# Punch or cutter for large ring-guage cigars?



## Scrutator (Mar 27, 2009)

I've been using a 5/16" punch almost exclusively for the last few years. With rare exception I smoke 60-guage sticks. I read somewhere recently (Puff forums?) something about a punch perhaps limiting the air flow detrimentally on larger sticks.

I've had a few problems here and there with tight draws and "tar plugs" and was attributing it to the stick either being too wet or too dry so I thought that might have been the issue. I've been keeping my sticks at 70% but will drop it down to 65%.

Thoughts?


----------



## voiceoverguy (Jan 19, 2011)

I think you'll be happy with the drop to 65. and when I punch large ring gauges, I punch it twice (side by side overlapping so it makes like a figure 8 shape). Much better draw on large ring gauges.

Happy puffing!


----------



## brimy623 (May 25, 2013)

I too punch majority of the time, even the larger rg! I've even punched chisel & torpedoes and haven't experienced any ill effects; no tar build up no tight draw, nothing negative!
I say punch away!


----------



## rtrimbath (Sep 22, 2013)

When it comes to larger gauge cigars, I use a Xikar 11mm punch. The larger diameter of the punch makes a noticeable difference in the draw for me. I have never had any problems using a punch on larger gauges, but I've had plenty of problems trying to use a cutter.


----------



## MDSPHOTO (Sep 10, 2013)

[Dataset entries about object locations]
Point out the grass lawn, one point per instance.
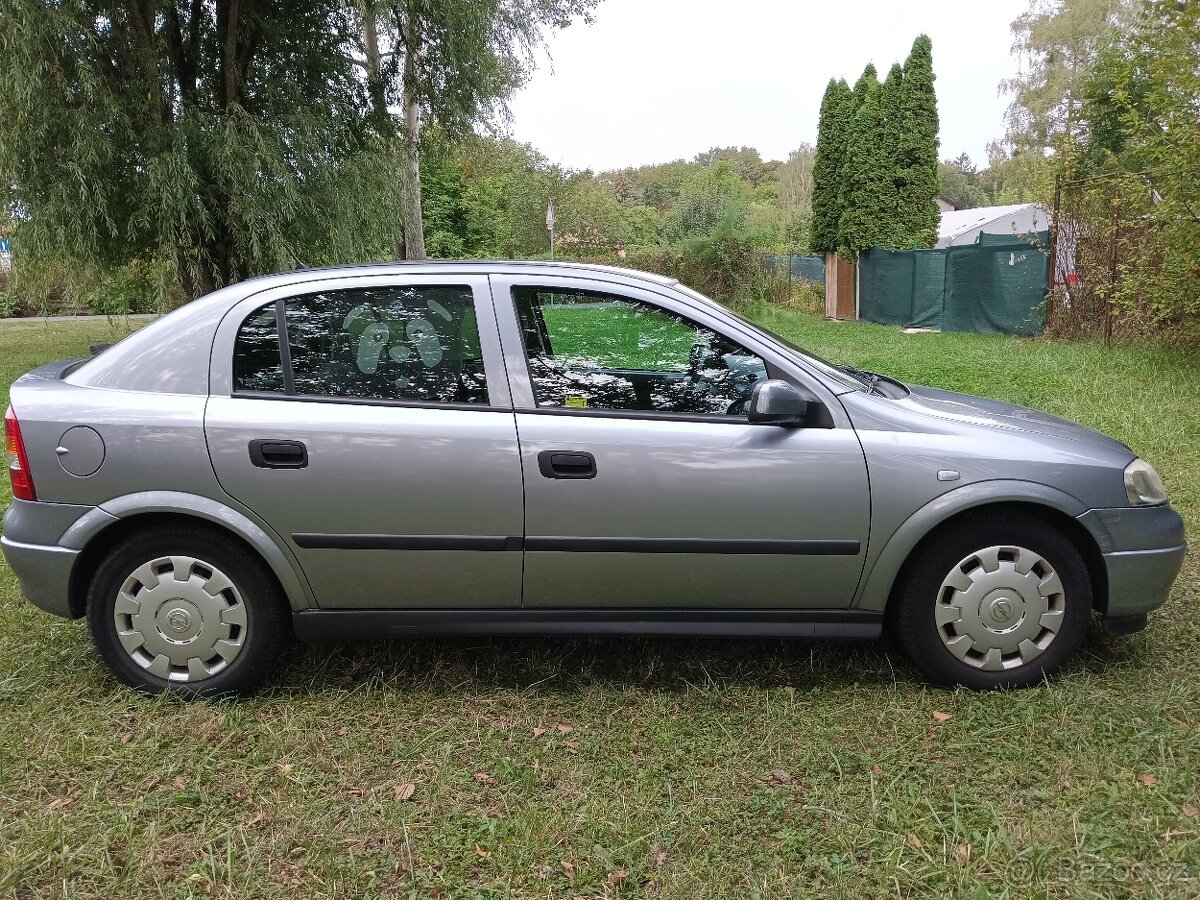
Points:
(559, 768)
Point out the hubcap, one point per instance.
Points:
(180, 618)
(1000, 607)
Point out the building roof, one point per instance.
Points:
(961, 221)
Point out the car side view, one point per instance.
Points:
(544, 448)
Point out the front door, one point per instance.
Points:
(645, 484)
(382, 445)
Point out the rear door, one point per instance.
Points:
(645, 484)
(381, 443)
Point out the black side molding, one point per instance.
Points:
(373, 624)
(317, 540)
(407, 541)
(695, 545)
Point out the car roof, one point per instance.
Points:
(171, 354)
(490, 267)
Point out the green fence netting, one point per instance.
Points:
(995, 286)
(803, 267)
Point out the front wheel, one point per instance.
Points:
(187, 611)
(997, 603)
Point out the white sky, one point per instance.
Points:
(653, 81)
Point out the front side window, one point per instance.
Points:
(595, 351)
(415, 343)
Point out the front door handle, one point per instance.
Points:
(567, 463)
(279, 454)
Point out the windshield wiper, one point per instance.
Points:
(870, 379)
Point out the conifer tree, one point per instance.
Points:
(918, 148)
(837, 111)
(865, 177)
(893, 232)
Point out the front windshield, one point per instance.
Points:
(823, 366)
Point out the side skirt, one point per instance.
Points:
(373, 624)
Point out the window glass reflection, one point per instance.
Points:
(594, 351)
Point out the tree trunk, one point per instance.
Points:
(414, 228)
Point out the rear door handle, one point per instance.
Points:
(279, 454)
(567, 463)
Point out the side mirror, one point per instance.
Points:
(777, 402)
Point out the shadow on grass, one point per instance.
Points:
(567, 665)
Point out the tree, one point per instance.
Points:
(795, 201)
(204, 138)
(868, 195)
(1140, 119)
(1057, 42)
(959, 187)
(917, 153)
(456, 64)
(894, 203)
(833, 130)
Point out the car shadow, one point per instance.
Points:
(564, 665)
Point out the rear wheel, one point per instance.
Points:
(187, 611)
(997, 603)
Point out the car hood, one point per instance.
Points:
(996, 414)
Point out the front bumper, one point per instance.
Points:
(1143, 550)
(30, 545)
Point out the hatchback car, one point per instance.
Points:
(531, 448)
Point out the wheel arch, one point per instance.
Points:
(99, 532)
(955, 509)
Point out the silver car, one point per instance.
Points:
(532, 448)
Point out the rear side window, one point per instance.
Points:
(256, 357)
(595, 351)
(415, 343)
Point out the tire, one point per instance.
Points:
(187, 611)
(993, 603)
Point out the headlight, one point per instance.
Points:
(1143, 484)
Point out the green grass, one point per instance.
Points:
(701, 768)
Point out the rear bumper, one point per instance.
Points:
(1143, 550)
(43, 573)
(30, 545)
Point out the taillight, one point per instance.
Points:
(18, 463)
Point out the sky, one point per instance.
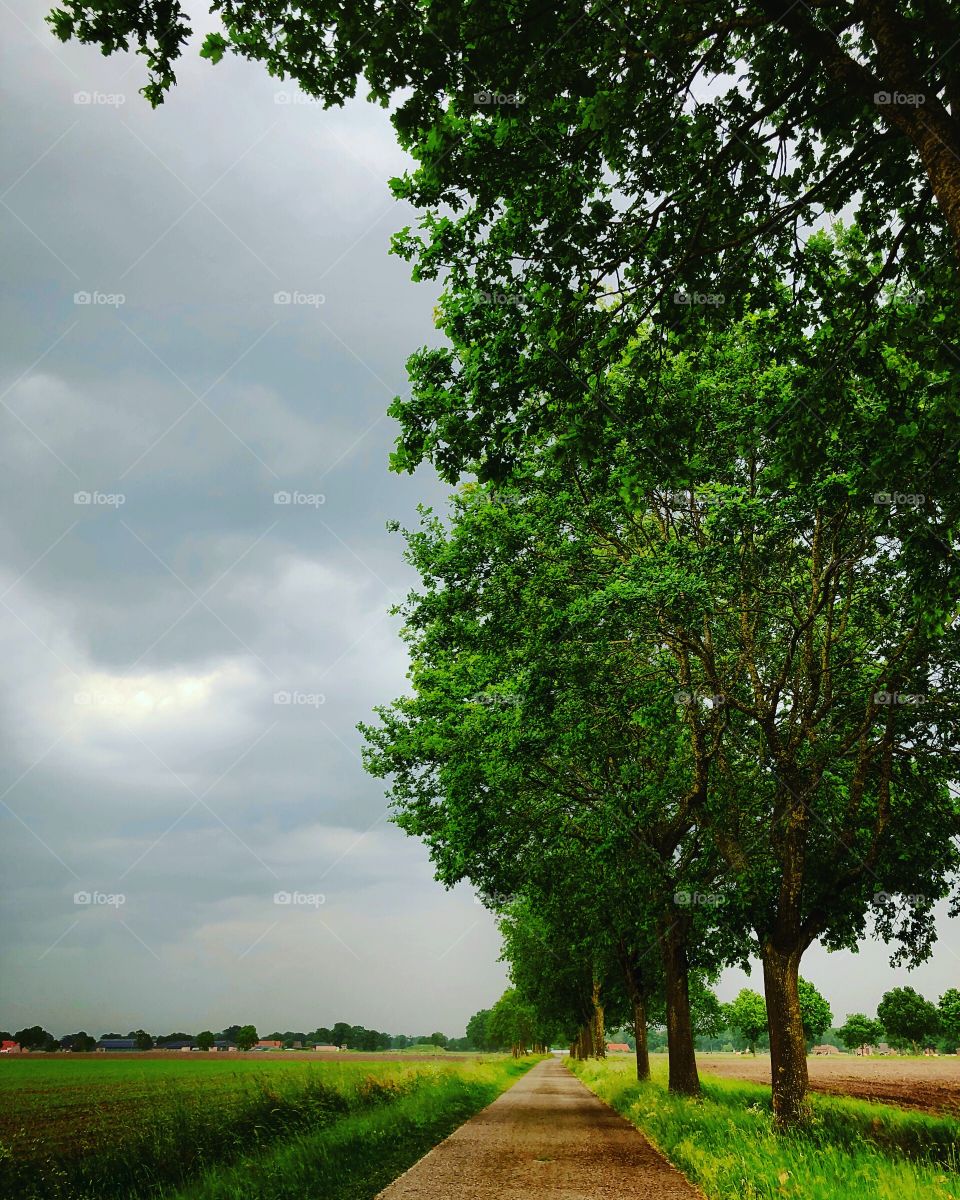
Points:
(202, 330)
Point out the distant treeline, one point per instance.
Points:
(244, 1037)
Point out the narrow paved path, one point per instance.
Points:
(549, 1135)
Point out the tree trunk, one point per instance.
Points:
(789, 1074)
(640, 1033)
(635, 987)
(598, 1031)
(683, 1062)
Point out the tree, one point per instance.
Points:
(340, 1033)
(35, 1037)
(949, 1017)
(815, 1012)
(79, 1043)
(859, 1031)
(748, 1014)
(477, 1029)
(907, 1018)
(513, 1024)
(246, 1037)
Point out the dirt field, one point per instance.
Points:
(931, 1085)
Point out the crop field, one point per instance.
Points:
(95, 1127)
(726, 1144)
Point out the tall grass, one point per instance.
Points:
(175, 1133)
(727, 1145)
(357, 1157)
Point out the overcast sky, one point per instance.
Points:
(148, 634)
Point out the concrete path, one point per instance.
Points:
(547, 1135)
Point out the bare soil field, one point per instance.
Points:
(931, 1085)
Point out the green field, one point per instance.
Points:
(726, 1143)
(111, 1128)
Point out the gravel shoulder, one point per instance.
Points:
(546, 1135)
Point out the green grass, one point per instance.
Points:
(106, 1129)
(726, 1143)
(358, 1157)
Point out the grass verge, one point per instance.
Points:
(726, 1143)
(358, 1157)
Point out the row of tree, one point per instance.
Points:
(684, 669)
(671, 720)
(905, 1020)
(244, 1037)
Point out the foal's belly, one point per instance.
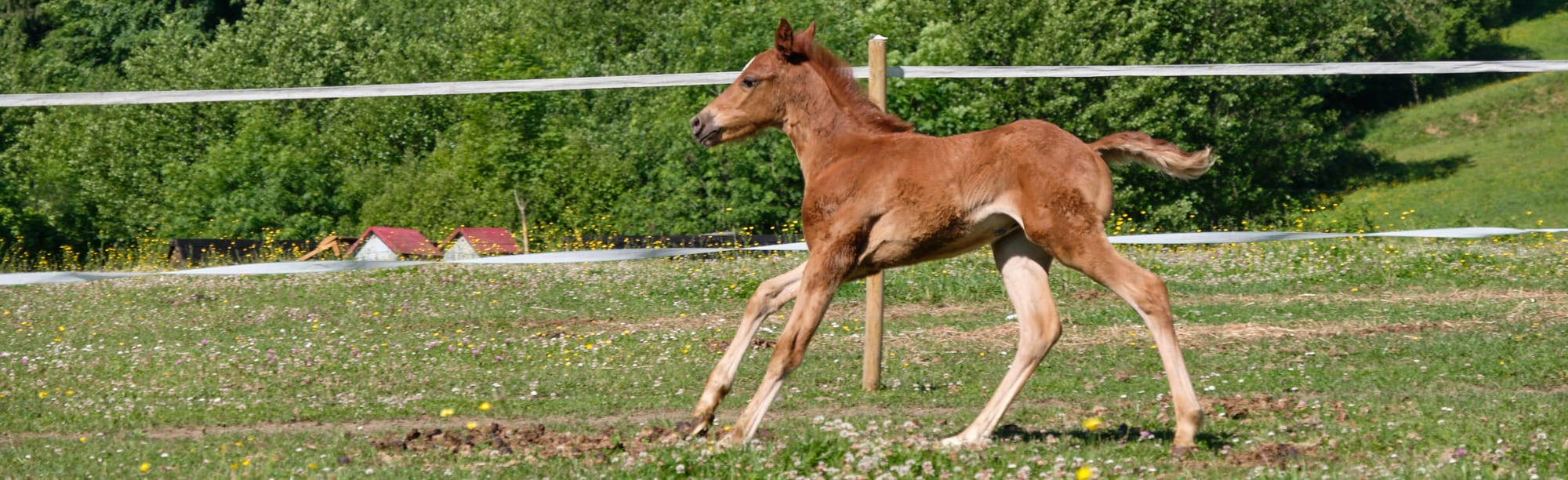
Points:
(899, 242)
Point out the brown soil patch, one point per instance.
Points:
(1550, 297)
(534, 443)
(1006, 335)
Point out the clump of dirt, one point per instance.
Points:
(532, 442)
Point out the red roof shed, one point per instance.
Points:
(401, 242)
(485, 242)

...

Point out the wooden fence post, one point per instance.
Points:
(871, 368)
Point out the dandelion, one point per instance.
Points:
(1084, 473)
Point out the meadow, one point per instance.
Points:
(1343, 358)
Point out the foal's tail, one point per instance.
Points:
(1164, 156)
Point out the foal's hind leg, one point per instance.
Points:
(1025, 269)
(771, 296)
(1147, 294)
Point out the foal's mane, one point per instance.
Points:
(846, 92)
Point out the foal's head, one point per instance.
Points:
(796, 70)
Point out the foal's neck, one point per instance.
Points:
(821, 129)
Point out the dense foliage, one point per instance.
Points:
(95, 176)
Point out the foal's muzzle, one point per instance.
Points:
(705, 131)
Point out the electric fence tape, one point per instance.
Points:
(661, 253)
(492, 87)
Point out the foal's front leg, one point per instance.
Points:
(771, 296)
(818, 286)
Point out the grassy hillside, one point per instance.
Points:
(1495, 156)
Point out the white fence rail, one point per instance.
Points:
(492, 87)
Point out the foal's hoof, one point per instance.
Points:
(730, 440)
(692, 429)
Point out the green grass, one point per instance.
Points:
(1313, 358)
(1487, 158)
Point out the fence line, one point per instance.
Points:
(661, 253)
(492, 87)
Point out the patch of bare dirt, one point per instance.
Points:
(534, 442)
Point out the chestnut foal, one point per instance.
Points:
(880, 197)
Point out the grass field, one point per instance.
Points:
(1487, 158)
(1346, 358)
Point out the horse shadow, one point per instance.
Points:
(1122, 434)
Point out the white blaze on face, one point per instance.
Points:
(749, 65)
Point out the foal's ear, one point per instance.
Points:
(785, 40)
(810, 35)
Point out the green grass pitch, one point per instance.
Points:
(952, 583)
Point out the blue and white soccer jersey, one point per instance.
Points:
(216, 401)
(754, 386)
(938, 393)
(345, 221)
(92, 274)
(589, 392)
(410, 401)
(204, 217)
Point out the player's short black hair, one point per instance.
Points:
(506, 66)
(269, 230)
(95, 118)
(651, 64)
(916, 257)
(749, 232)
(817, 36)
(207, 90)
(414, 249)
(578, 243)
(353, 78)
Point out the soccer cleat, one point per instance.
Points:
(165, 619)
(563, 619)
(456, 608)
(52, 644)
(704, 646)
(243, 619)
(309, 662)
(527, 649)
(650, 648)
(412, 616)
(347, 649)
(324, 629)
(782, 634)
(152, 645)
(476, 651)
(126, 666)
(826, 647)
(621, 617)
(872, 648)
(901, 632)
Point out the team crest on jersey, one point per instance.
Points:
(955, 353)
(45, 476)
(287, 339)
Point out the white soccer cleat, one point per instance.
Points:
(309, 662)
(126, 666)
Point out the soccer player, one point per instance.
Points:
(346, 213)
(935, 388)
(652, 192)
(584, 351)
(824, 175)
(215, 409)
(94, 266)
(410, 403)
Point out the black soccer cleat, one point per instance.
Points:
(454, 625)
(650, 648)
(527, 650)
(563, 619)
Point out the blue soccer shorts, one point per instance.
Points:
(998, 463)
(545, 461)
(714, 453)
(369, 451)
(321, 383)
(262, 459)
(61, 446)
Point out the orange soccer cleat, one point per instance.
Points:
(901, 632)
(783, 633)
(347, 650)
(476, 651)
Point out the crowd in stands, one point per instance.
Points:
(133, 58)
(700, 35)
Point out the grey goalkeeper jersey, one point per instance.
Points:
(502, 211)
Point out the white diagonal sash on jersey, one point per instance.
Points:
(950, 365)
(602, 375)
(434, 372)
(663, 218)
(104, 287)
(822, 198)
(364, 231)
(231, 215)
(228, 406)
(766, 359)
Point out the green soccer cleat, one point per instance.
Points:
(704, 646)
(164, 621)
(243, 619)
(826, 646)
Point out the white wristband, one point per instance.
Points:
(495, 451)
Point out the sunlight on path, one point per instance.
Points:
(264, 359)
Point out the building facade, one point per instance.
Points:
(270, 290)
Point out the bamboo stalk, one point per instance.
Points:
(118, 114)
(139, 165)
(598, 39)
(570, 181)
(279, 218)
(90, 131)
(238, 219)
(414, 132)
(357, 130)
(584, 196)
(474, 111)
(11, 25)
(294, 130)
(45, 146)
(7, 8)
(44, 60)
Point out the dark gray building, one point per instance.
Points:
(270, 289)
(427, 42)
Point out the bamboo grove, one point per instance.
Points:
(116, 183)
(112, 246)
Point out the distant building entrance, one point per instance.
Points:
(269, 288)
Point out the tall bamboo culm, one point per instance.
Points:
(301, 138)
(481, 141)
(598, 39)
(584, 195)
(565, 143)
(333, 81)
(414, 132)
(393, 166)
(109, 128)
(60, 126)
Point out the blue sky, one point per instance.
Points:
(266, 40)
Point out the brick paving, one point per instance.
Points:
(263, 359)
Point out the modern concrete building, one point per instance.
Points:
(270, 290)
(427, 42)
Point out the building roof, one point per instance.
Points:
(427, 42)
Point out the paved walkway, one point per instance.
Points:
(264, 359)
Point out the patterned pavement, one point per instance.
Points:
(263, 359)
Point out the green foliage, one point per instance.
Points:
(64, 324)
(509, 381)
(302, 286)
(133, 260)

Work instructions —
(a) Write out the section of the cigar forum thread that begins at the words "I've been using" and ends after the words "on larger sticks.", copying it word for word.
(b) In the cigar forum thread, what humidity does Scrutator plan to lower the sticks to from 70%?

Solutions to the exercise —
(a)
I've been using a 5/16" punch almost exclusively for the last few years. With rare exception I smoke 60-guage sticks. I read somewhere recently (Puff forums?) something about a punch perhaps limiting the air flow detrimentally on larger sticks.

(b) 65%